_Problem requirements_.
Go line by line through the data below and count those that hold "sombrero". Return only the number.

────────────────────

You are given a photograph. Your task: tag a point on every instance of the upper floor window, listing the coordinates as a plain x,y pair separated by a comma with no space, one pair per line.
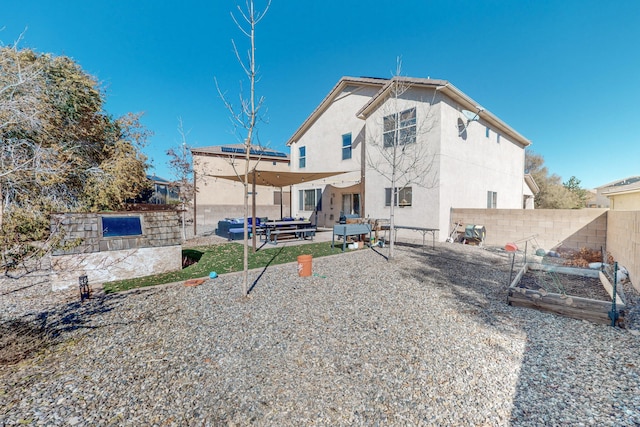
302,156
492,200
400,128
403,194
346,146
310,200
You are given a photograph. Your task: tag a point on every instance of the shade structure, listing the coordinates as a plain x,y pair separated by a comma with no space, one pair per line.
280,179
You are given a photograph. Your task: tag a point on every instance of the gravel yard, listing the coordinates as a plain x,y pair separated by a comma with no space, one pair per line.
426,339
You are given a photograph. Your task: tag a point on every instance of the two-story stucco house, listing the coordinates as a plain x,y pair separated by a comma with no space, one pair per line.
465,157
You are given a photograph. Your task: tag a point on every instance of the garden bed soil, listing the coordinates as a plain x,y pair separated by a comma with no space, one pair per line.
565,284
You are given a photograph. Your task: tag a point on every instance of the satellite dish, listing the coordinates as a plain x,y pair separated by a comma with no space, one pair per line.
470,115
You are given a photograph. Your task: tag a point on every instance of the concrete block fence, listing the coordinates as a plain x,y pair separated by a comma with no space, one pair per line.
618,232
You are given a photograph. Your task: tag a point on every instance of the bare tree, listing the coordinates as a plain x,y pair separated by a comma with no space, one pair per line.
400,155
247,116
59,149
181,165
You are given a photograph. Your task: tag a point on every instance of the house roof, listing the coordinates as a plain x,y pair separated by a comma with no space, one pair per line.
385,86
337,89
239,149
449,90
612,190
620,182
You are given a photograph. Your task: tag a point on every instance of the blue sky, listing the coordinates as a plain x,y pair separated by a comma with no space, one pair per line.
564,73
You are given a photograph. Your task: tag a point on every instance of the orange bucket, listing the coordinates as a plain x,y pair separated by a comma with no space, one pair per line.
304,265
511,247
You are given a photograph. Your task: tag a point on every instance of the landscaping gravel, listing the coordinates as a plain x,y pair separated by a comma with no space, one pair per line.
425,339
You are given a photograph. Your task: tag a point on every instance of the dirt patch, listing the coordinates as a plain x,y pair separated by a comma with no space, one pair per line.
19,340
567,284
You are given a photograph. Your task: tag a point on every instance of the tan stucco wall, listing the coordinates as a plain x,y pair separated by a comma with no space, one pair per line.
217,191
219,198
323,142
464,167
546,228
623,241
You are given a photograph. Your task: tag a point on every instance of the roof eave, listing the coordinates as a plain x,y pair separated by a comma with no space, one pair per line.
452,92
320,109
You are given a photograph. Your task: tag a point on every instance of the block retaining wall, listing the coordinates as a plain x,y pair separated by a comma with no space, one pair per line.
157,250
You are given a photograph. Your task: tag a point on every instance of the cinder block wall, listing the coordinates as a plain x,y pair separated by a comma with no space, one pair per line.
159,228
103,259
546,228
623,241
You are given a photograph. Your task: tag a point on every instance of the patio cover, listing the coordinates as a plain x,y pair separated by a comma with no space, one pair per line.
280,179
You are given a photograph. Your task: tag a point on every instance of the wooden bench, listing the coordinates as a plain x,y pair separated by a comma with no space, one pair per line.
299,233
344,230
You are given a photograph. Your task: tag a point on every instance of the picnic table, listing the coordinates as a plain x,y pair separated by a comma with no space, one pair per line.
345,230
300,229
423,230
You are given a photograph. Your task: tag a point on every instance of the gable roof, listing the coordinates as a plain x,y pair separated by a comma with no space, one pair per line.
385,85
616,189
450,91
620,182
239,149
337,89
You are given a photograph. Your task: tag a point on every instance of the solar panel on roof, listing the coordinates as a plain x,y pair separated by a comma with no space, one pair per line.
253,152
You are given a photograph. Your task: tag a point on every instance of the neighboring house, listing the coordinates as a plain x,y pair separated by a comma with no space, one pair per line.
603,197
218,198
161,192
477,161
624,195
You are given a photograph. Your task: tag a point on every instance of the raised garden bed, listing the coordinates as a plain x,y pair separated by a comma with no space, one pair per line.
573,292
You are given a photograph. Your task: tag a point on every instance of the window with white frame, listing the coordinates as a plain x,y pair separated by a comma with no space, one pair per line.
346,146
310,200
400,128
492,199
302,156
403,197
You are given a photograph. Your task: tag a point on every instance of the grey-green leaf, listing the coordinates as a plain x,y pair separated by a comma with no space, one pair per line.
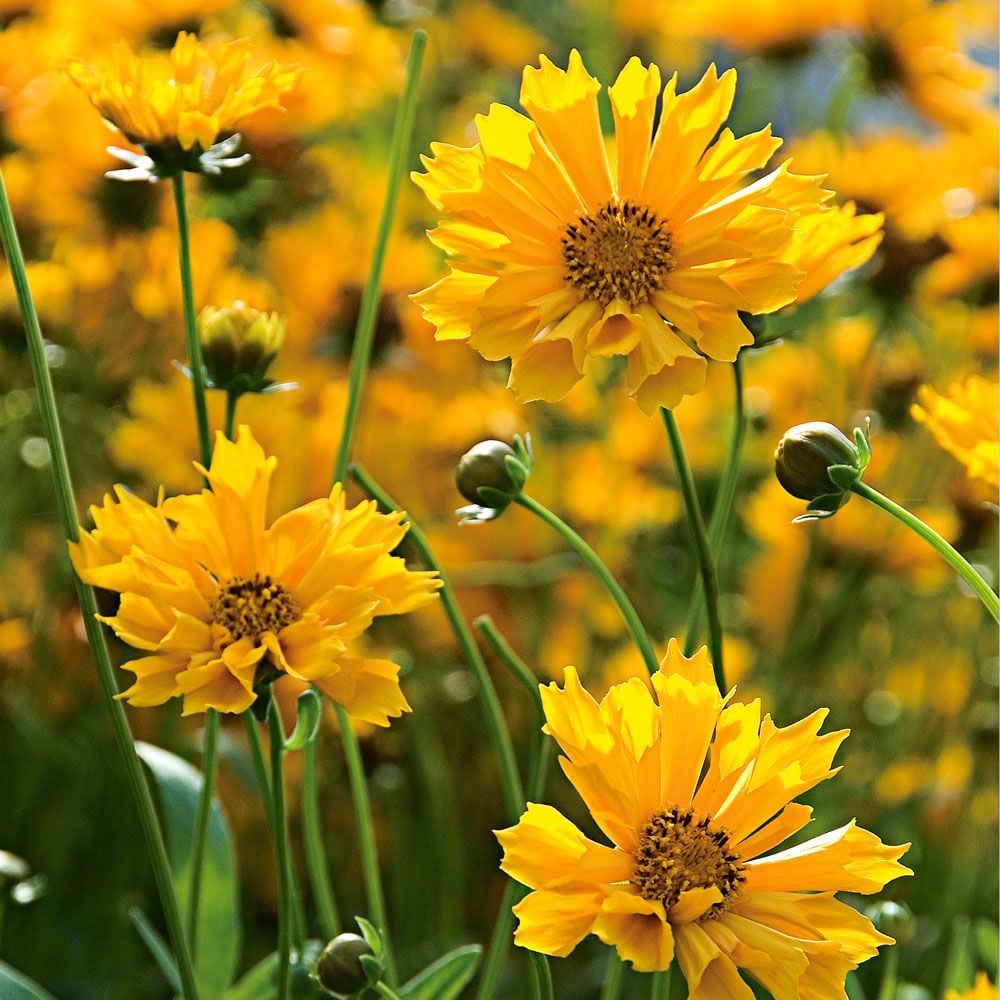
446,978
217,948
14,986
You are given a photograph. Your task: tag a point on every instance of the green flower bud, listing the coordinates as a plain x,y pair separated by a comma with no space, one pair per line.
339,967
894,919
238,345
805,454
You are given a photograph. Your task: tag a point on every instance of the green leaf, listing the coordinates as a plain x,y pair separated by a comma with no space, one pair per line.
260,982
309,709
217,948
446,978
14,986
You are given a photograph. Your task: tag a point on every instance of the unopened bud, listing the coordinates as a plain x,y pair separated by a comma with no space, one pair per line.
238,345
339,967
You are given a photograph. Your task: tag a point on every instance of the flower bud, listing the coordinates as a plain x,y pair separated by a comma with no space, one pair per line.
805,454
491,474
339,967
894,919
238,345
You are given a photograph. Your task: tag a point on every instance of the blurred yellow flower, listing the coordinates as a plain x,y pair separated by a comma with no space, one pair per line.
190,97
982,990
566,256
965,423
216,598
692,791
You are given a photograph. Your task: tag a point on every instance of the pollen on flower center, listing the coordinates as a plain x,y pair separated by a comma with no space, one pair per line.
622,251
249,607
680,850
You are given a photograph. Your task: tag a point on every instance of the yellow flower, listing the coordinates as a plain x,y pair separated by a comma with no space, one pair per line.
982,990
964,422
567,256
214,596
692,791
187,98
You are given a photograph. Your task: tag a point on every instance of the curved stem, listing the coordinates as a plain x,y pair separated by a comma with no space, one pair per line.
316,862
724,500
203,817
66,504
277,740
190,324
366,838
364,333
958,562
706,563
613,978
593,561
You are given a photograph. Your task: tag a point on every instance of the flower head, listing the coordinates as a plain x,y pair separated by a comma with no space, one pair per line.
693,791
564,254
220,601
965,423
178,105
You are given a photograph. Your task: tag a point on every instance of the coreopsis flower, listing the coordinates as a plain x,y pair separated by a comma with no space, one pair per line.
965,423
178,105
220,602
693,790
563,255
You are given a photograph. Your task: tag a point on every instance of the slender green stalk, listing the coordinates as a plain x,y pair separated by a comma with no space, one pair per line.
954,559
705,561
190,324
66,502
593,561
366,839
316,863
723,502
277,750
660,985
364,333
496,724
614,977
203,816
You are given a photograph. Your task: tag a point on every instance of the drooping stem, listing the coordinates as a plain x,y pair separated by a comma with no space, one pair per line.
510,779
594,563
706,563
316,863
281,842
190,324
366,839
955,559
364,333
66,504
723,502
203,816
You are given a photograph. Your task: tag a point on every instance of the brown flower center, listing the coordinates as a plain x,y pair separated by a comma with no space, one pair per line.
680,850
249,607
622,251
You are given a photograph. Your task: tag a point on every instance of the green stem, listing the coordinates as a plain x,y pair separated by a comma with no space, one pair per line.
277,740
705,561
190,323
659,988
723,501
66,503
232,400
510,779
316,862
364,333
593,561
614,977
203,817
954,559
366,838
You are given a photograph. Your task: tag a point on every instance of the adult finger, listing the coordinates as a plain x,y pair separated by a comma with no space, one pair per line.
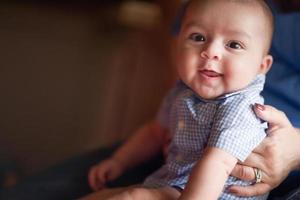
243,172
251,190
274,117
92,178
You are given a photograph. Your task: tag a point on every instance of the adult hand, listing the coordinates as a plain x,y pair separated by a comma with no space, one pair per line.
103,172
276,156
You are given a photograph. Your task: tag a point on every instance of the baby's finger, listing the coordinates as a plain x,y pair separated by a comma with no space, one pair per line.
274,117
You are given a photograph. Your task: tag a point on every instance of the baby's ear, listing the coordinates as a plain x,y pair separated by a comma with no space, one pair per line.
266,64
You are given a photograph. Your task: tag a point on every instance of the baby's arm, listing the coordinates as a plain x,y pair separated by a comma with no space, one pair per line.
209,175
144,144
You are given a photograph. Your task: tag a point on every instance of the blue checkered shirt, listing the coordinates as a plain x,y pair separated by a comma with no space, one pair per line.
227,122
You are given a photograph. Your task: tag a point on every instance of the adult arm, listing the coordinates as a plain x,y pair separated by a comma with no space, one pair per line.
276,156
145,143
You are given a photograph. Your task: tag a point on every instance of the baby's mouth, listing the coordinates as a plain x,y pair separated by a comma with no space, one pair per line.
210,73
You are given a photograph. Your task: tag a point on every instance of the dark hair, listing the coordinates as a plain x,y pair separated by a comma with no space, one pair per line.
262,4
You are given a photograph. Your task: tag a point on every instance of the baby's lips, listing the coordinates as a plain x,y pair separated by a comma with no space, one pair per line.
210,73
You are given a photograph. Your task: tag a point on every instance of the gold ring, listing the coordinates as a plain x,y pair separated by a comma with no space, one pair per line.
258,175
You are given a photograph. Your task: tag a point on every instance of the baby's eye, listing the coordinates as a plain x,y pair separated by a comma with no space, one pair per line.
197,37
234,45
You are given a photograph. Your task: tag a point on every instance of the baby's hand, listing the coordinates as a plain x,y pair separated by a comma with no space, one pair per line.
103,172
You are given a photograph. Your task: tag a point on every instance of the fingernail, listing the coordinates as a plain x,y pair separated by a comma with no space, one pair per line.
260,107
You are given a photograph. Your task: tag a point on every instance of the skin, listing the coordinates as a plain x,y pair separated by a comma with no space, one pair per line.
276,156
214,94
214,49
212,54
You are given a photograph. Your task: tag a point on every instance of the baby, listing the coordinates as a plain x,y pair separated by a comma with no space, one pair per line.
222,59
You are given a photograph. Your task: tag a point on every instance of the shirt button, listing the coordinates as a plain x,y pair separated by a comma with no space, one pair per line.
179,157
180,125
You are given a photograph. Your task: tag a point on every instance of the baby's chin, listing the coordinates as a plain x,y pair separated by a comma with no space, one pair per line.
208,93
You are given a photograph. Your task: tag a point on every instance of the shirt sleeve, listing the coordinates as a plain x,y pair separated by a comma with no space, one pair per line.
236,129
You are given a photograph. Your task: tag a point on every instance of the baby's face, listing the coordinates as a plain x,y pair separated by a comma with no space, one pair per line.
221,47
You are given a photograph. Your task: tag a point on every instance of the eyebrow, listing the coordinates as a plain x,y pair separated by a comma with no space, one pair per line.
232,32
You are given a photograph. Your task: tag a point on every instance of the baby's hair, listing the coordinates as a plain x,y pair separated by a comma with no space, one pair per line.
261,3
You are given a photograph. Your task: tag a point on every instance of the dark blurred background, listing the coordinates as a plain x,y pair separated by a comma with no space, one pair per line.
77,75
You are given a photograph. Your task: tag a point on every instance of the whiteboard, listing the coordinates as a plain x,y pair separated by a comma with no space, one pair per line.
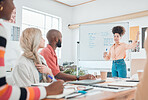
95,39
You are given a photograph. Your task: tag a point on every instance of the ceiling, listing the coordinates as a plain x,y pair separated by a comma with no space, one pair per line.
73,3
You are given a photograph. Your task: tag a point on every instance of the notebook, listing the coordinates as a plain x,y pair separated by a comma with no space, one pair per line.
86,82
41,84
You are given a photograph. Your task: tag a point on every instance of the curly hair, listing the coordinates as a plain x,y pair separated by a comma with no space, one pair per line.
119,29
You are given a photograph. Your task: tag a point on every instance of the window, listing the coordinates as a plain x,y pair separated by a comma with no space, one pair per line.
43,21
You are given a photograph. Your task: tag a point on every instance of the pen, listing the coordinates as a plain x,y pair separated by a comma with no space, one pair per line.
105,87
76,94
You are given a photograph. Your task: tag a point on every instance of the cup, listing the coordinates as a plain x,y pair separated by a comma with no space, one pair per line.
140,72
103,75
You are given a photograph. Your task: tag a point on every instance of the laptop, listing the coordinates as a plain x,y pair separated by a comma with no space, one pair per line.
86,82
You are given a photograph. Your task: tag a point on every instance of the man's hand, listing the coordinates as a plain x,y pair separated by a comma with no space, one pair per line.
88,76
55,88
43,69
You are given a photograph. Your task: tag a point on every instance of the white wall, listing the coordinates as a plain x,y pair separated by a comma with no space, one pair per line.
101,9
98,9
53,8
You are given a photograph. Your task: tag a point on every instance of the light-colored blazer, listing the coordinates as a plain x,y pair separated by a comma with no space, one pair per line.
25,73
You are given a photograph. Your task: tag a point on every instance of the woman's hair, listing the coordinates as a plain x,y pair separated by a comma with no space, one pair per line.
119,29
30,41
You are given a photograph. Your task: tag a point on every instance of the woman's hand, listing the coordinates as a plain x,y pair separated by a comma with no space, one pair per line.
44,69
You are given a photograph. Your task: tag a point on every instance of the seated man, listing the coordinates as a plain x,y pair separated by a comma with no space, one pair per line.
55,39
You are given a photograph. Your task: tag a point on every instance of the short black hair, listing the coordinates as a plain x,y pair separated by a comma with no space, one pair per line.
119,29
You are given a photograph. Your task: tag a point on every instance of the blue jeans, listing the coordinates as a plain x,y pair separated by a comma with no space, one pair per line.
119,68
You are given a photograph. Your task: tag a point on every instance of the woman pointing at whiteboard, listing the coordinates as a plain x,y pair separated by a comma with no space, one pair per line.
117,52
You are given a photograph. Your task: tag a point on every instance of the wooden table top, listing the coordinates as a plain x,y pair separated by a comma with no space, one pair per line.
124,95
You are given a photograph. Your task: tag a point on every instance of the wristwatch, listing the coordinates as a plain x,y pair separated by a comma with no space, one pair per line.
77,78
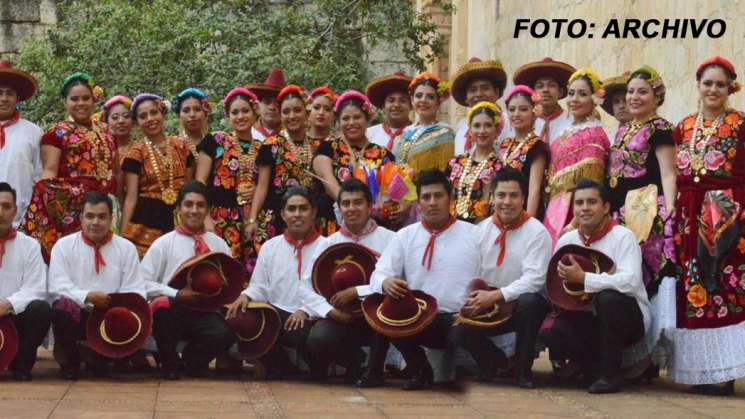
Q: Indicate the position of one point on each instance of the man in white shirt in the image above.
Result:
(22, 286)
(389, 93)
(549, 79)
(269, 122)
(278, 279)
(206, 333)
(20, 158)
(337, 336)
(474, 82)
(438, 256)
(621, 314)
(84, 268)
(515, 251)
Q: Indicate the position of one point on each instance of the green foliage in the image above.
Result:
(163, 46)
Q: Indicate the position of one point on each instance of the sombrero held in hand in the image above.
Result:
(569, 296)
(342, 266)
(214, 274)
(120, 329)
(493, 316)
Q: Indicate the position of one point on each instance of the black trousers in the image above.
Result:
(32, 326)
(330, 341)
(438, 335)
(206, 333)
(276, 359)
(596, 340)
(530, 310)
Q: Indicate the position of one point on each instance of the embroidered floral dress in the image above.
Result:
(287, 170)
(634, 177)
(581, 151)
(153, 216)
(87, 164)
(343, 164)
(471, 180)
(520, 156)
(233, 168)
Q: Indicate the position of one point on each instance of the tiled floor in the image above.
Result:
(134, 397)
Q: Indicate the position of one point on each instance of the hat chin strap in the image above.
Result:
(256, 336)
(105, 337)
(421, 306)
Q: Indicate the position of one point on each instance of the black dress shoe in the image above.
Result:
(421, 379)
(370, 380)
(604, 386)
(21, 375)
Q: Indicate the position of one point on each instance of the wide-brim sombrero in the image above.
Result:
(122, 328)
(569, 296)
(226, 278)
(341, 266)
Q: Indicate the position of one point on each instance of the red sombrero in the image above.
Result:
(216, 274)
(256, 329)
(8, 342)
(122, 328)
(476, 69)
(529, 73)
(612, 86)
(342, 266)
(379, 88)
(275, 82)
(568, 296)
(497, 315)
(24, 83)
(399, 318)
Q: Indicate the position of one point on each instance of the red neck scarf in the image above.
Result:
(503, 229)
(8, 237)
(298, 245)
(262, 129)
(607, 226)
(429, 251)
(369, 227)
(200, 246)
(97, 249)
(13, 119)
(393, 133)
(547, 121)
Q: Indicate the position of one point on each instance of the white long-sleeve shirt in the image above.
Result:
(20, 162)
(376, 241)
(523, 270)
(72, 268)
(455, 263)
(275, 279)
(23, 275)
(168, 253)
(621, 246)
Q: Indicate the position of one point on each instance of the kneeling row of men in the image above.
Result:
(423, 291)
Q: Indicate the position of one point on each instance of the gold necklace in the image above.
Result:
(697, 143)
(465, 187)
(167, 194)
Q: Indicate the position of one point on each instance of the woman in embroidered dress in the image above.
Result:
(581, 151)
(284, 161)
(336, 160)
(710, 238)
(77, 157)
(227, 166)
(472, 172)
(155, 170)
(321, 113)
(192, 108)
(427, 144)
(526, 151)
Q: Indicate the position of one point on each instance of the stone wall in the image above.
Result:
(485, 28)
(20, 19)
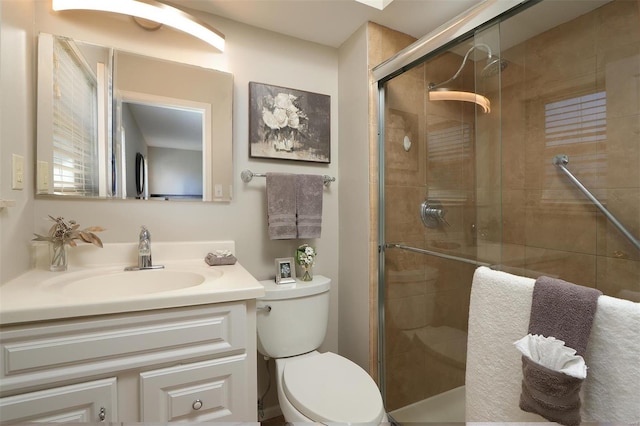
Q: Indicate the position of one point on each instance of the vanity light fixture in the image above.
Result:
(150, 10)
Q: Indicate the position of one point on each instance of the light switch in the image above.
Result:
(17, 174)
(43, 176)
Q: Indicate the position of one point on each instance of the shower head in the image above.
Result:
(493, 67)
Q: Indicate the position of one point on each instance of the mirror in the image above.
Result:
(113, 124)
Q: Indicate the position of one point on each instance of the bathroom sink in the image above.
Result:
(130, 283)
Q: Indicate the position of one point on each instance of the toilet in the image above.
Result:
(312, 386)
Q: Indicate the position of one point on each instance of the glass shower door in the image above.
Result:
(441, 200)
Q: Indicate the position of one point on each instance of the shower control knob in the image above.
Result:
(432, 214)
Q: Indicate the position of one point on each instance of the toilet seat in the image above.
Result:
(329, 388)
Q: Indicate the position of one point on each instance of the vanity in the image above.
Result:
(89, 345)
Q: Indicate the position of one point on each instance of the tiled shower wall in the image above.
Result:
(505, 200)
(548, 226)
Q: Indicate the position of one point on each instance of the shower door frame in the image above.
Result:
(461, 27)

────────────────────

_Result_.
3